Mexican beauty queen makes ‘radical’ move to religious life

Mexican beauty queen makes ‘radical’ move to religious life April 30, 2017

Esmeralda Solís Gonzáles is a young Mexican woman who was crowned last year as a beauty queen in her native town – and now she’s joined the Poor Clare Missionaries of the Blessed Sacrament.

Twenty-year old Gonzáles has watched her story go viral over the last week on social media over a post on the Miss Mexico Facebook page.

Esmaralda was born April 12, 1997 in Valle de Guadalupe, Jalisco State, to a Catholic family. She currently resides at the convent of the Poor Clare Missionaries of the Blessed Sacrament of Cuernavaca in Morelos State, after leaving her career as a nutritionist.

“You really don’t know what religious life is until you’re within it. So far I have been able to see from another perspective what the world is and what it offers you,” Esmeralda told CNA.

“I was very happy with everything I had, but it does not compare with the happiness that God now places in my heart.”

The young postulant met the Poor Clare Missionaries some five years ago at 14, when her concern for a religious vocation “was awakening” through “vocational days, missions and camps.”

In addition, she pointed out how it was hardly a month after this process of discernment concluded  when on March 2017 she gave her first yes to her vocation on the Feast of the Annunciation.

“God’s timing is perfect. During this time (of discernment) he allowed me to have some experiences such as being a beauty queen, and other experiences, which forever left their mark and which allowed me to learn a lot for what was to come later.”

The discovery of the vocation to which she had been called was always present in her life like a “little thorn,” Esmeralda said.

“I realized that I had to make room in my life to know what it was that God had planned for me. In the process of discerning my vocation there was also fear and doubts, but the love that Our Lord was showing every day made me overcome any feeling of discouragement,” she said.

### DATASET EXTRACT
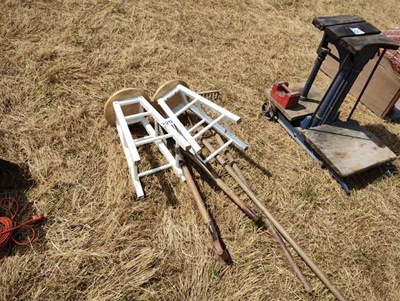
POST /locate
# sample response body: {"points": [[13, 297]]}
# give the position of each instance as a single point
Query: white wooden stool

### TASK REQUIREMENTS
In the article about the Mexican beauty queen, list the things through which her concern for a religious vocation "was awakening."

### WRITTEN SOLUTION
- vocational days
- missions
- camps